1.CELEBRANDO A SAUDADE E A ESPERANÇA: ADEUS!
O culto em memória dos “Defuntos” é tão antigo quanto a própria morte…
Nós cristãos e cristãs, porém, seguidores e3 seguidoras d’Aquele que morreu, mas ressuscitou, quando homenageamos as pessoas que terminaram suas vidas neste mundo (“finados”), não lembramos “mortos”… Não valeria a pena gastar tanta energia e emoção, se quem morreu “se acabou”…
Sobretudo, quando a lembrança que temos é de alguém que fez de sua vida uma expressão de amor, aí é que seria um absurdo imaginar essa pessoa como “morta”.
Afinal de contas, a fé na Ressurreição é a fé na vitória do Amor. O Amor para nós é sinônimo de “vida eterna”, porque o Amor é Deus, “pois Deus é amor”, assim se lê na 1ª Carta de João 4,8.
A tradição cristã, então, em vez de lembrar os que morreram com lamúrias e lamentações, faz memória dessas pessoas com cantos, hinos e salmos de esperança.
E por mais que soe triste a nossos ouvidos a palavra “Defunto”, essa é a palavra correta. “Defunta” é a pessoa que desempenhou seu papel completamente, cumpriu sua missão, como diz o Apóstolo Paulo, “combati o bom combate, terminei a corrida, guardei a fé” (2ª Carta a Timóteo 4,7).
E a gente se despede destas pessoas ou faz memória delas, reverenciando-as e dizendo, esperançosamente “Adeus!”, isto é, professando nossa fé na certeza do reencontro, um dia, com elas, nada menos que “em Deus”, na “Casa do Pai-Mãe” de todos e todas nós, em Jesus Cristo que morreu e ressuscitou.
2. FESTA DE TODOS OS SANTOS E SANTAS, TESTEMUNHAS DO SENHOR
Mt 5,1-12
A palavra usada por Jesus, “Felizes!”, corresponde ao nosso “Parabéns!”.
Jesus felicita aquelas pessoas que fazem a diferença, do ponto de vista do Reino de Deus. E ser santo ou santa não é mais nem menos que isso:
– sentir-se e colocar-se, diante de Deus e dos seus semelhantes, como um “pobre”, isto é, sem outra pretensão que “fazer a vontade do Pai”, colocando-se a serviço dos irmãos e irmãs…
– tomar pra si a dor alheia, ser solidário no sofrimento,
– ser incapaz “de matar uma formiga”, de violentar quem quer que seja…
– ter fome e sede da Justiça do Reino, indignar-se perante toda injustiça…
– ser capaz de compreender e perdoar…
– ter um coração sincero, sem dolo, sem falsidade, sem hipocrisia…
– trabalhar pela paz…
– mesmo que para isso tenha ser mal visto, odiado e perseguido!
Antes de nós, as pessoas que hoje homenageamos como Santos e Santas já receberam os “parabéns” de JESUS!
Cabe a nós espelharmo-nos neles e nelas, e procurarmos fazer a diferença, como eles e elas fizeram, onde quer que a vida nos coloque!

Material extraído ▸
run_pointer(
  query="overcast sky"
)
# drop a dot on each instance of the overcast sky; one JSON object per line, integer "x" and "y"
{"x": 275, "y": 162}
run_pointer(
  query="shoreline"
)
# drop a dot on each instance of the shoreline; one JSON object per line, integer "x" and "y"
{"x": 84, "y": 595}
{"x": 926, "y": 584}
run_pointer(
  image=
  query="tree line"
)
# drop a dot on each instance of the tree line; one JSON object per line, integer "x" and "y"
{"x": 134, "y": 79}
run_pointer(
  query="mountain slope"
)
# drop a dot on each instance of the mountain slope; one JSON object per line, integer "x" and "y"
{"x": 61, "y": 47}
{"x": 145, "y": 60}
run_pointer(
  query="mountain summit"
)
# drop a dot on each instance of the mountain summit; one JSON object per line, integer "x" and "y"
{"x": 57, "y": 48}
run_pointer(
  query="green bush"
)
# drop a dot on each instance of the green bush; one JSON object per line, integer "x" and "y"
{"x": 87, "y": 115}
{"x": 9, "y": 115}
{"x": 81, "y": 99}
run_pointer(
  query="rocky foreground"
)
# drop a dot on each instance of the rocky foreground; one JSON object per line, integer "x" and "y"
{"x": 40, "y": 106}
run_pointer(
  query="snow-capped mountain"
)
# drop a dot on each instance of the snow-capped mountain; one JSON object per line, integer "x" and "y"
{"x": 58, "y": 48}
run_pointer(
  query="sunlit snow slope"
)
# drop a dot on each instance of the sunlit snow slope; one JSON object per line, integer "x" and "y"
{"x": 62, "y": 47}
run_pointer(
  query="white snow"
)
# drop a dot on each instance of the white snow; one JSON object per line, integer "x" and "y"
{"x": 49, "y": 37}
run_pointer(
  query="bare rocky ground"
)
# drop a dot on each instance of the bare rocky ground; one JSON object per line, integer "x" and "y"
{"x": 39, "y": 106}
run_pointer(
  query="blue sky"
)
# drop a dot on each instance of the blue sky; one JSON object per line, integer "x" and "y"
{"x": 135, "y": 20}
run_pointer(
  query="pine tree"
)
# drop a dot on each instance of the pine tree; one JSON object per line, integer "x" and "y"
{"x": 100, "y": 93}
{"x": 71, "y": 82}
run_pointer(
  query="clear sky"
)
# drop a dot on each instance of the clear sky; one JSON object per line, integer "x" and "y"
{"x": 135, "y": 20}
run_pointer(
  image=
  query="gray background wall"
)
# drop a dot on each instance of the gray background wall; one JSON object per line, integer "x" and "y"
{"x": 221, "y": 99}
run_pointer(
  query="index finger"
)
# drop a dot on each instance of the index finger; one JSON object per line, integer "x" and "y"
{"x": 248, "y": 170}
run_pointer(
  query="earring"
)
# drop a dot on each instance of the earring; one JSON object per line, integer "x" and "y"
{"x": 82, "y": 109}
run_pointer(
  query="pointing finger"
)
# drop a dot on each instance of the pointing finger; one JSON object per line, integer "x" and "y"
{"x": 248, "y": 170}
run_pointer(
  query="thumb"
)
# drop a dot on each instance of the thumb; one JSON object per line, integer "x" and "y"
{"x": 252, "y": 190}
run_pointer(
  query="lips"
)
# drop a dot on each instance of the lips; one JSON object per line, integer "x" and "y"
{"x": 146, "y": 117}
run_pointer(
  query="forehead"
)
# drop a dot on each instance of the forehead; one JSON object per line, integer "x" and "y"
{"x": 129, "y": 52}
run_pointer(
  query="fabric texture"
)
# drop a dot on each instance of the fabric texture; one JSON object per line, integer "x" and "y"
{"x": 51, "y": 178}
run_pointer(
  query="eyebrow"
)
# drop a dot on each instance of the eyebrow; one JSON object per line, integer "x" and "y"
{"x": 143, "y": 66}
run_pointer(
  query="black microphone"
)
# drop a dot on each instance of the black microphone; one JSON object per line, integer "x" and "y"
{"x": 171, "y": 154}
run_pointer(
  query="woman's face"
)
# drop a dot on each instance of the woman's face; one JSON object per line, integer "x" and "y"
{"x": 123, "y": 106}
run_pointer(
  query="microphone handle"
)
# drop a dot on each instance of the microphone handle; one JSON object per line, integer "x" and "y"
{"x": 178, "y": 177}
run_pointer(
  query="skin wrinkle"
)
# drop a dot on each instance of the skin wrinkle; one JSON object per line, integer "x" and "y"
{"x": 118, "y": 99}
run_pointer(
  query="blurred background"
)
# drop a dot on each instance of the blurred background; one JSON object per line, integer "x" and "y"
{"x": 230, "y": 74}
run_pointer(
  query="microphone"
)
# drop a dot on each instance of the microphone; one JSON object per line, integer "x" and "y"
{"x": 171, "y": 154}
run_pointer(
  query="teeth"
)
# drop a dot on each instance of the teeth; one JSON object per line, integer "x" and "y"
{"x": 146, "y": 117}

Problemas a resolver ▸
**1.** Reproduza, do texto fornecido, o trecho que vai de "E por mais que" até "a Timóteo 4,7).".
**2.** Responda com base no texto fornecido:
(a) A que corresponde a palavra "Felizes!" usada por Jesus?
(b) Em que passagem bíblica se lê "pois Deus é amor"?
(c) Com o que a tradição cristã faz memória dos que morreram?
**3.** Liste todas as referências bíblicas, com capítulo e versículos, que aparecem no texto fornecido.
Baseie-se somente no texto fornecido.

Respostas por tarefa ▸
**1.**
E por mais que soe triste a nossos ouvidos a palavra “Defunto”, essa é a palavra correta. “Defunta” é a pessoa que desempenhou seu papel completamente, cumpriu sua missão, como diz o Apóstolo Paulo, “combati o bom combate, terminei a corrida, guardei a fé” (2ª Carta a Timóteo 4,7).

**2.**
(a) Corresponde ao nosso "Parabéns!".
(b) Na 1ª Carta de João 4,8.
(c) Com cantos, hinos e salmos de esperança.

**3.**
- 1ª Carta de João 4,8
- 2ª Carta a Timóteo 4,7
- Mt 5,1-12